**Your assignment**.
Reproduce every line of the listing as written, apart from the pictures.

**Source data**.
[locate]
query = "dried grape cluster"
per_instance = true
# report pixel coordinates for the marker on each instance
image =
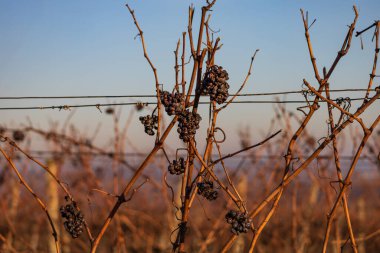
(74, 219)
(110, 110)
(215, 84)
(177, 167)
(18, 135)
(150, 123)
(188, 123)
(206, 189)
(239, 221)
(173, 102)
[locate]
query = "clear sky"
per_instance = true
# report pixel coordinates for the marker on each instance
(88, 48)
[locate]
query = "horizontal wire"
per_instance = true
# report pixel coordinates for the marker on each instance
(153, 96)
(134, 154)
(68, 107)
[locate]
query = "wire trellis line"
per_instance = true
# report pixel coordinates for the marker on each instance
(141, 154)
(153, 96)
(68, 107)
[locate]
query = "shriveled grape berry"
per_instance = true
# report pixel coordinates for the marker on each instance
(188, 123)
(177, 167)
(206, 189)
(173, 102)
(240, 222)
(150, 123)
(18, 135)
(215, 84)
(74, 219)
(110, 110)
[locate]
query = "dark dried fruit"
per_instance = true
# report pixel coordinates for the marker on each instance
(173, 102)
(74, 219)
(18, 135)
(206, 189)
(215, 84)
(240, 222)
(177, 167)
(139, 106)
(110, 110)
(188, 123)
(150, 123)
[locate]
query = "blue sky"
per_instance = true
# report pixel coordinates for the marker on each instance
(88, 48)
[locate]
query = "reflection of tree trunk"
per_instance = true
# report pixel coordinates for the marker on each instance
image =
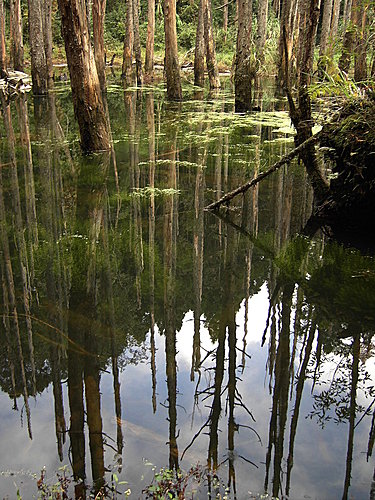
(31, 219)
(232, 426)
(280, 394)
(198, 258)
(20, 236)
(299, 392)
(151, 236)
(170, 228)
(11, 299)
(3, 59)
(352, 411)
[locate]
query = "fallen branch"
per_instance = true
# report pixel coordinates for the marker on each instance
(285, 159)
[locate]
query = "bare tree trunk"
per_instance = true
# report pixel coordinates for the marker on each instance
(149, 62)
(334, 27)
(325, 32)
(47, 31)
(87, 99)
(199, 48)
(3, 61)
(360, 63)
(39, 71)
(137, 43)
(213, 72)
(262, 29)
(16, 38)
(172, 66)
(243, 71)
(128, 45)
(349, 38)
(98, 17)
(225, 20)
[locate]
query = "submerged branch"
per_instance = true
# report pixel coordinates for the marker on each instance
(285, 159)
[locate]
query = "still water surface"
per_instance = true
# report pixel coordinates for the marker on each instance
(139, 331)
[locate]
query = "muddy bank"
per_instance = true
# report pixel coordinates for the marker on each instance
(349, 149)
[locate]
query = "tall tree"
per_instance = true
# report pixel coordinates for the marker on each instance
(137, 43)
(128, 44)
(324, 35)
(87, 98)
(149, 62)
(3, 61)
(262, 29)
(39, 72)
(16, 38)
(212, 69)
(98, 17)
(199, 48)
(243, 71)
(172, 66)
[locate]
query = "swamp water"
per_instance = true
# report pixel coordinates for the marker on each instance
(140, 332)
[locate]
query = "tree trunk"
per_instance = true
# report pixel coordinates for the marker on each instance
(243, 71)
(3, 62)
(225, 20)
(349, 38)
(360, 64)
(16, 38)
(149, 62)
(137, 43)
(98, 16)
(334, 27)
(47, 31)
(325, 32)
(87, 99)
(262, 29)
(199, 48)
(39, 73)
(213, 72)
(128, 45)
(172, 67)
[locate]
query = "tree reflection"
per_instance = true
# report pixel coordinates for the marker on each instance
(87, 280)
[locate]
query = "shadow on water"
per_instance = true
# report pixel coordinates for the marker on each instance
(155, 334)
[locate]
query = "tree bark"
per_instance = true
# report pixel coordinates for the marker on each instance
(213, 72)
(47, 30)
(39, 72)
(16, 38)
(360, 64)
(128, 45)
(243, 71)
(87, 99)
(262, 29)
(98, 17)
(349, 38)
(149, 62)
(137, 43)
(172, 67)
(3, 61)
(325, 32)
(199, 48)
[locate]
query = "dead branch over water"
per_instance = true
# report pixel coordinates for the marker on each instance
(284, 160)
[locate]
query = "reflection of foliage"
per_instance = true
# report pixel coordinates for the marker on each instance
(336, 398)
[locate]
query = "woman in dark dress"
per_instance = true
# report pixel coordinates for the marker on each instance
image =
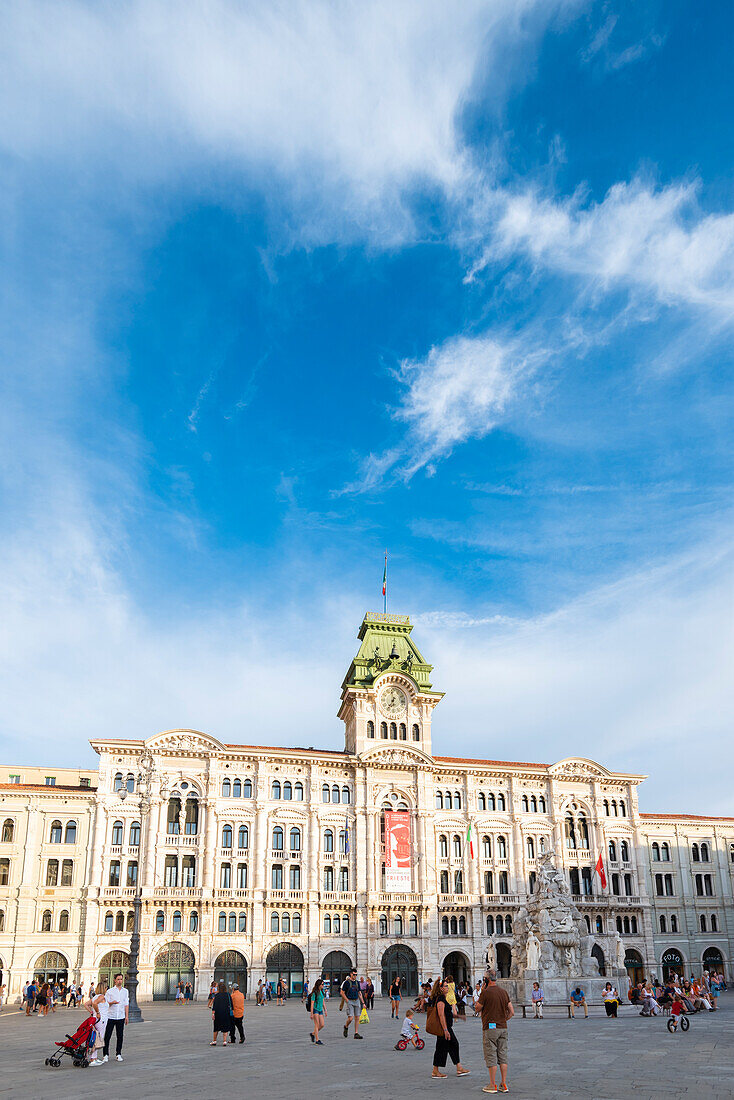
(221, 1011)
(446, 1044)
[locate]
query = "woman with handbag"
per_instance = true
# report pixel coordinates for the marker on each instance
(439, 1022)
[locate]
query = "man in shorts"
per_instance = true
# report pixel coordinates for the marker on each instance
(352, 1000)
(578, 998)
(496, 1011)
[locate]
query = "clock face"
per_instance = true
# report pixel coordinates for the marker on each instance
(392, 702)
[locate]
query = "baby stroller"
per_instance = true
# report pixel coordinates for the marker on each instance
(77, 1046)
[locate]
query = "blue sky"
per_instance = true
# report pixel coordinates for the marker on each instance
(287, 284)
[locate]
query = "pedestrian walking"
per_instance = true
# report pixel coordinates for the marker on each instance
(395, 997)
(352, 1000)
(238, 1013)
(496, 1011)
(611, 999)
(118, 1015)
(440, 1023)
(537, 999)
(318, 1012)
(221, 1014)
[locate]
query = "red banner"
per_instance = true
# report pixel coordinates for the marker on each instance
(397, 851)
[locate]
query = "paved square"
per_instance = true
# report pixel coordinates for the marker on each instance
(600, 1058)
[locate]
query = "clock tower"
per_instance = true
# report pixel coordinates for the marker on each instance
(386, 697)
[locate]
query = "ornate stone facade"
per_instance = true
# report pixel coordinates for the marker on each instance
(254, 861)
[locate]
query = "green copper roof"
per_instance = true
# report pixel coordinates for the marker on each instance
(380, 636)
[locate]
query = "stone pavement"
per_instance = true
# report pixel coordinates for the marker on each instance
(600, 1058)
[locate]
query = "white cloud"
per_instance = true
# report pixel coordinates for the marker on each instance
(655, 241)
(636, 674)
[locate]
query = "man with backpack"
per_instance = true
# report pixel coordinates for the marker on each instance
(352, 1000)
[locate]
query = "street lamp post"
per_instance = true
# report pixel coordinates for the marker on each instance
(144, 781)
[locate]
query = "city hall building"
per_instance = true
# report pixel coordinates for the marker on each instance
(254, 862)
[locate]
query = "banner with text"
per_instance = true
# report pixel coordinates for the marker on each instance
(397, 851)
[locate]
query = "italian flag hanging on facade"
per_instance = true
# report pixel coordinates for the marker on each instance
(470, 842)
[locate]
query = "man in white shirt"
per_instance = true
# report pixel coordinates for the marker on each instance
(118, 1009)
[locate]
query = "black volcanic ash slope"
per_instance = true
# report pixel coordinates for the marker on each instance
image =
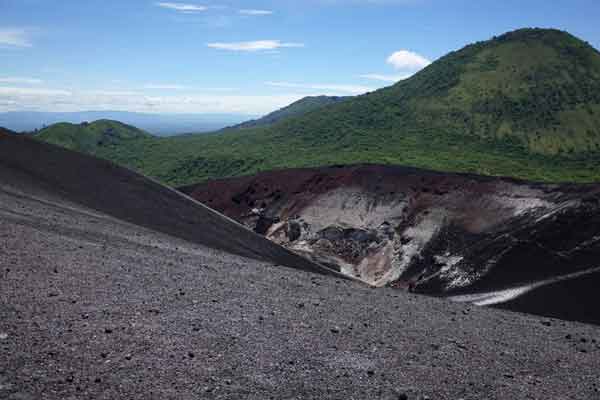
(93, 307)
(103, 186)
(441, 234)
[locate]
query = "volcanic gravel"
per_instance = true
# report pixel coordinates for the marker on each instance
(92, 307)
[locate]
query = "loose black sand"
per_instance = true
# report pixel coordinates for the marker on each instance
(92, 307)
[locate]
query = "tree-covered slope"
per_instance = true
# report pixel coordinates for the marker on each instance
(298, 108)
(89, 137)
(525, 104)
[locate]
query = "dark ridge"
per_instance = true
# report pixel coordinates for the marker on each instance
(124, 194)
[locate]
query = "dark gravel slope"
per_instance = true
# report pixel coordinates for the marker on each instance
(92, 307)
(119, 192)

**Solution**.
[locate]
query = "dried grape cluster"
per_instance = true
# report pixel coordinates for the marker on each instance
image =
(74, 219)
(110, 110)
(215, 84)
(177, 167)
(18, 135)
(150, 123)
(188, 123)
(206, 189)
(239, 221)
(173, 102)
[locate]
query = "clear sky"
per_instance = true
# report pixel coordinates for the marker on each instance
(88, 48)
[locate]
query = "horizontal wire"
per_instance = true
# report pixel coordinates for the marker on each instance
(153, 96)
(134, 154)
(68, 107)
[locate]
query = "wire trellis line"
per_instance = true
# report pixel coordinates for the marker on each instance
(141, 154)
(153, 96)
(68, 107)
[locate]
query = "shriveled grape berry"
per_instance = true
# report pixel coordinates for the marker on each instance
(188, 123)
(177, 167)
(206, 189)
(173, 102)
(240, 222)
(150, 123)
(18, 135)
(215, 84)
(74, 219)
(110, 110)
[locate]
query = "dark dried fruit"
per_instance = true
# report pixel coordinates for the marker on each instance
(173, 102)
(74, 219)
(18, 135)
(206, 189)
(215, 84)
(240, 222)
(177, 167)
(139, 106)
(110, 110)
(188, 123)
(150, 123)
[locate]
query = "blue sky"
per_instance = true
# report pixel coordinates for the marker on each instance
(88, 48)
[locate]
query = "reflection of tree trunk"
per_instance = true
# report pixel coordinates for the marker on each instance
image =
(31, 219)
(232, 426)
(280, 394)
(198, 258)
(20, 236)
(299, 392)
(151, 236)
(170, 228)
(11, 299)
(3, 59)
(352, 411)
[locate]
query = "fallen branch"
per_instance = true
# report pixel coordinates for the marker on each instance
(285, 159)
[locate]
query = "bare tree trunk"
per_instance = true
# report pixel coordinates for the marker on each instance
(149, 62)
(334, 27)
(325, 32)
(47, 31)
(87, 99)
(199, 48)
(3, 61)
(360, 63)
(39, 71)
(137, 43)
(213, 72)
(262, 29)
(16, 38)
(172, 66)
(243, 71)
(128, 45)
(349, 38)
(98, 17)
(225, 20)
[locate]
query = "submerged branch"
per_instance = true
# report pixel coordinates for the marker on each instance
(285, 159)
[locate]
query = "still water surface"
per_instance = true
# report pixel coordinates for the marker on each instance
(139, 331)
[locate]
query = "muddy bank"
per_instance = true
# report pixel coordinates for the marker on each instance
(349, 149)
[locate]
query = "tall tree"
per_instance = true
# report pixel coordinates for the marker on each instance
(137, 43)
(128, 44)
(324, 35)
(87, 98)
(149, 62)
(3, 61)
(262, 29)
(39, 72)
(16, 38)
(212, 69)
(98, 17)
(199, 48)
(243, 71)
(172, 66)
[locate]
query = "swamp water"
per_instance = true
# report pixel coordinates for the marker on each instance
(140, 332)
[locate]
query = "tree trunk"
per_instance = true
# report pixel coordinates for the marker on each instance
(243, 71)
(3, 62)
(225, 20)
(349, 38)
(360, 64)
(16, 38)
(149, 62)
(137, 43)
(98, 16)
(334, 27)
(47, 31)
(325, 32)
(87, 99)
(262, 29)
(199, 48)
(39, 73)
(213, 72)
(128, 45)
(172, 67)
[locate]
query = "tree reflection"
per_instance = true
# report pixel coordinates for the marker on each instance
(87, 280)
[locate]
query = "shadow on water"
per_instance = true
# report pixel coordinates for the marker on each instance
(155, 334)
[locate]
query = "tree bark"
per_instance = true
# report pixel coordinates for the marker on each instance
(213, 72)
(47, 30)
(39, 72)
(16, 38)
(360, 64)
(128, 45)
(243, 71)
(87, 99)
(262, 29)
(98, 17)
(349, 38)
(149, 62)
(137, 43)
(172, 67)
(3, 61)
(325, 32)
(199, 48)
[locate]
query = "dead branch over water"
per_instance = true
# report pixel coordinates for the marker on each instance
(284, 160)
[locate]
query = "reflection of foliage"
per_instance = true
# report pixel coordinates for the marker on each instance
(336, 398)
[locate]
query = "woman in dark dress"
per_instance = true
# report pixel coordinates for the marker on each instance
image =
(221, 1011)
(446, 1044)
[locate]
query = "woman with handbag"
per_instance = true
# report pixel coordinates for the marker on each instance
(439, 1022)
[locate]
query = "man in shorts"
per_instance = true
# report pixel coordinates for the marker on each instance
(352, 1000)
(578, 998)
(496, 1011)
[locate]
query = "clock face"
per_instance = true
# report pixel coordinates for the marker on each instance
(392, 702)
[locate]
query = "baby stroller"
per_instance = true
# report pixel coordinates for the marker on each instance
(77, 1046)
[locate]
query = "blue sky"
per_instance = true
# report pixel coordinates for the marker on each instance
(287, 284)
[locate]
query = "pedestrian walking"
per_instance = true
# report pixel coordinates for the marker on each instance
(395, 997)
(352, 1000)
(238, 1013)
(496, 1011)
(611, 999)
(118, 1015)
(440, 1023)
(537, 999)
(318, 1012)
(221, 1014)
[locate]
query = "red banner"
per_instance = true
# report pixel coordinates for the marker on each instance
(397, 851)
[locate]
query = "paved square"
per_instance = true
# report pixel coordinates for the marker on each instance
(600, 1058)
[locate]
query = "clock tower"
per_instance = true
# report pixel coordinates for the marker on each instance
(386, 697)
[locate]
query = "ornate stone facade"
per_instance = true
# report pixel coordinates for the marker on each instance
(254, 861)
[locate]
query = "green copper roof"
per_instance = true
# report pixel coordinates for the marker on each instance
(380, 636)
[locate]
query = "stone pavement"
per_instance = true
# report pixel coordinates for the marker on each instance
(600, 1058)
[locate]
query = "white cloud"
per_instance = true
# report pixel coordinates for the marker on each instance
(655, 241)
(636, 674)
[locate]
query = "man with backpack"
per_instance = true
# report pixel coordinates for the marker on each instance
(352, 1000)
[locate]
query = "street lamp post"
per_instance = true
# report pixel coordinates for the marker on each instance
(144, 781)
[locate]
query = "city hall building"
per_instance = true
# report pixel coordinates for the marker on each instance
(254, 862)
[locate]
query = "banner with text"
per_instance = true
# report pixel coordinates for the marker on each instance
(397, 851)
[locate]
query = "italian flag hanging on facade"
per_instance = true
# report pixel coordinates for the marker on each instance
(470, 842)
[locate]
query = "man in white shirt"
per_instance = true
# report pixel coordinates for the marker on each instance
(118, 1009)
[locate]
query = "black volcanic ash slope"
per_instance = true
# report pixel coordinates for the marker on each instance
image =
(93, 307)
(103, 186)
(441, 234)
[locate]
query = "volcanic gravel"
per_instance = true
# report pixel coordinates for the marker on each instance
(92, 307)
[locate]
query = "loose black sand"
per_instance = true
# report pixel coordinates for the marker on each instance
(92, 307)
[locate]
query = "tree-covered slope"
per_instance = true
# report pixel coordinates for the marker on each instance
(298, 108)
(89, 137)
(525, 104)
[locate]
query = "dark ridge"
per_instance = true
# report pixel coordinates for the marker on each instance
(124, 194)
[locate]
query = "dark gravel slope"
per_instance = true
# report pixel coordinates for the marker on each instance
(92, 307)
(119, 192)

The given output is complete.